Point-per-instance localization data:
[Start of Attachment]
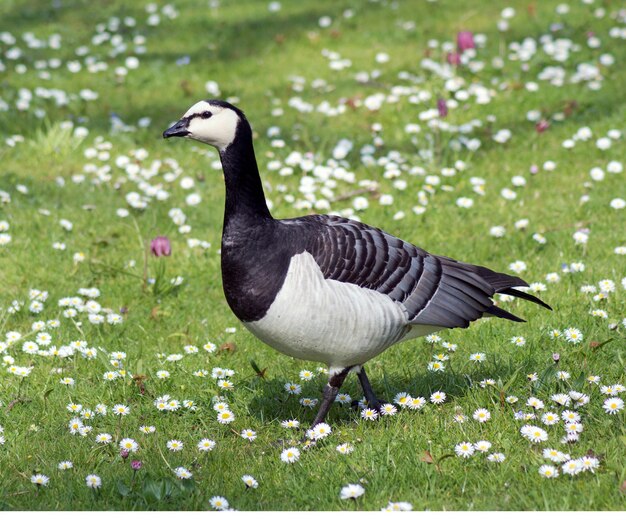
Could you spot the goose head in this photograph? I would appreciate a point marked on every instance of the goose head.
(213, 122)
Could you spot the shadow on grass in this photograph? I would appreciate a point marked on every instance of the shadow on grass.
(272, 402)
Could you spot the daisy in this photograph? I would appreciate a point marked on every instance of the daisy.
(416, 403)
(464, 449)
(436, 367)
(290, 424)
(345, 449)
(175, 445)
(225, 417)
(93, 481)
(570, 416)
(182, 473)
(74, 408)
(248, 434)
(121, 410)
(218, 503)
(573, 335)
(388, 410)
(351, 491)
(535, 403)
(369, 414)
(250, 481)
(226, 385)
(483, 446)
(290, 455)
(573, 427)
(589, 463)
(206, 444)
(75, 424)
(572, 467)
(481, 415)
(220, 406)
(561, 399)
(39, 480)
(548, 471)
(438, 397)
(321, 430)
(128, 444)
(613, 405)
(550, 419)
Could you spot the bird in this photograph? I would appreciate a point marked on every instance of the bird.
(325, 288)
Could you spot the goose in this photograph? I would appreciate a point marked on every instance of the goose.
(325, 288)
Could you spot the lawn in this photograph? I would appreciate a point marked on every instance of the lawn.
(502, 146)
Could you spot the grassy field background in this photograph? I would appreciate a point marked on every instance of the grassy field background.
(64, 156)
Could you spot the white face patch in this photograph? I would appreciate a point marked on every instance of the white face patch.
(218, 130)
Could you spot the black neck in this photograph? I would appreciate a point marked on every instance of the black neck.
(245, 199)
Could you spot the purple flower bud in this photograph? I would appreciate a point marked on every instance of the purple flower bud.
(465, 40)
(442, 107)
(160, 246)
(453, 58)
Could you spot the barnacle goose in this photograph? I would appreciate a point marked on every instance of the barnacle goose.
(324, 288)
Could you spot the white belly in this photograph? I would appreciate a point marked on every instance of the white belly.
(339, 324)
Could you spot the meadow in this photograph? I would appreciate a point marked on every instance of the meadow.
(491, 132)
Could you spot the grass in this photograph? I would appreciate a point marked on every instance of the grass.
(253, 53)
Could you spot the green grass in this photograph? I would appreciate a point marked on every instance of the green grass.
(252, 54)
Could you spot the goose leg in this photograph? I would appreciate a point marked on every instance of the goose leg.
(372, 399)
(330, 393)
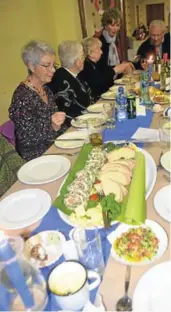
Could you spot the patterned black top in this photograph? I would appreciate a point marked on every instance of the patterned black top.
(32, 119)
(71, 94)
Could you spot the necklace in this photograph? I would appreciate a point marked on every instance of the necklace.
(41, 91)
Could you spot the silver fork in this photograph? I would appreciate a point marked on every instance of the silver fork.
(159, 166)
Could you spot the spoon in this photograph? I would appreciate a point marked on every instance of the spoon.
(125, 303)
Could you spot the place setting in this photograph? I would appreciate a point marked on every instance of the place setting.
(44, 169)
(84, 207)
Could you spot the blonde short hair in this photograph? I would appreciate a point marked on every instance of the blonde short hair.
(89, 44)
(156, 23)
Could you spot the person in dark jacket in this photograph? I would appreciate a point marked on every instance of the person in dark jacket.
(111, 21)
(72, 94)
(33, 109)
(158, 42)
(99, 79)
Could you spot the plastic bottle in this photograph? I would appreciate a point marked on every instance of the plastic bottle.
(121, 105)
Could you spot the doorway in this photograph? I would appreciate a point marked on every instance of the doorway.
(154, 11)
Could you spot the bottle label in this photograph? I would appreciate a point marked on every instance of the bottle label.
(167, 87)
(159, 68)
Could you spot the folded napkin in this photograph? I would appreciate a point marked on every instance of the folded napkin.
(140, 109)
(146, 134)
(133, 210)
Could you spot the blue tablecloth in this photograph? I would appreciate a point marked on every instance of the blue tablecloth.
(52, 221)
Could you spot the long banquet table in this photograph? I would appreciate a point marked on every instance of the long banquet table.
(112, 286)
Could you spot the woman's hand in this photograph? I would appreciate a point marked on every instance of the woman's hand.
(125, 67)
(57, 119)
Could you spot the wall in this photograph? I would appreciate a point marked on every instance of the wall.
(93, 18)
(131, 12)
(142, 9)
(22, 20)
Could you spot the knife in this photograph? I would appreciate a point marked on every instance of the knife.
(67, 140)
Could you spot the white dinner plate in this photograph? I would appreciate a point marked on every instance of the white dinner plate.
(109, 95)
(157, 230)
(153, 290)
(51, 242)
(44, 169)
(151, 174)
(162, 202)
(95, 108)
(165, 161)
(80, 122)
(83, 135)
(23, 208)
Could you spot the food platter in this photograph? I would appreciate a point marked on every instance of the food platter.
(161, 99)
(138, 245)
(93, 216)
(95, 108)
(109, 95)
(125, 80)
(81, 121)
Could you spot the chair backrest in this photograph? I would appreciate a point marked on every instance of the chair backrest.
(7, 130)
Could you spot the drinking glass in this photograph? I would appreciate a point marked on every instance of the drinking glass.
(164, 133)
(94, 128)
(89, 248)
(109, 113)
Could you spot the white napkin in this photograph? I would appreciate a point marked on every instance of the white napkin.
(146, 134)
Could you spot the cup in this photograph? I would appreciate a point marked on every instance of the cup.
(68, 283)
(164, 133)
(94, 129)
(89, 248)
(109, 112)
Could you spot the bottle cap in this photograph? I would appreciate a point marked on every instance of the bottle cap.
(121, 90)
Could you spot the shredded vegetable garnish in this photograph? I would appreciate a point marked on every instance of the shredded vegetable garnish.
(137, 244)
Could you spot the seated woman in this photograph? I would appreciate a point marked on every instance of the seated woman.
(33, 109)
(111, 22)
(10, 163)
(72, 94)
(99, 79)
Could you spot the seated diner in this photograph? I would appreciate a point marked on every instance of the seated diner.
(72, 94)
(99, 79)
(33, 109)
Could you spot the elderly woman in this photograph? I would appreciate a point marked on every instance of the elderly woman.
(99, 79)
(72, 94)
(33, 109)
(111, 21)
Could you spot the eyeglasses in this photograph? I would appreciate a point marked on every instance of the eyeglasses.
(49, 66)
(156, 35)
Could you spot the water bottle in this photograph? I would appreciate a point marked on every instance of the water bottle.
(121, 105)
(145, 98)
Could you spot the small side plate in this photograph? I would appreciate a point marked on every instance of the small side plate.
(50, 241)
[End of Attachment]
» TASK PROMPT:
Write out, word for word, the line containing "Could you spot the bottle cap" and every line after it to the end of the data above.

» OUTPUT FOR THIS TASK:
Could you spot the bottle cap in this photograph? I would appreciate a point marked on every instance of the bottle cap.
(121, 90)
Could you spot the shredded vegetable garnish in this photograph? I would appreciate a point marked on every instance of the shredded vegetable garnish.
(137, 244)
Could you spot the seated woman in this photograph? I would appreciate a point marked on every instance of the seated woman.
(33, 109)
(111, 22)
(10, 163)
(72, 94)
(99, 79)
Could you spot the seated diner in this photograph? I would appreciate a point marked on every instance of the seated diner.
(72, 94)
(99, 79)
(33, 109)
Could you spot the elderly woman in this photograph? I would appreciate a point marked on every instance of the elderly woman.
(99, 79)
(72, 94)
(33, 109)
(111, 21)
Could you spot the eyeglasses in this photograph? I would appreciate a point marked on every instance of the eyeglasses.
(49, 66)
(156, 35)
Could you spot the water bottle in this photograph? I would appreciate a point marked on every instance of the water bottle.
(121, 105)
(145, 98)
Could you spot the small side plate in this photograph? I would appreciate a point marked on every instance of the small side plate.
(50, 241)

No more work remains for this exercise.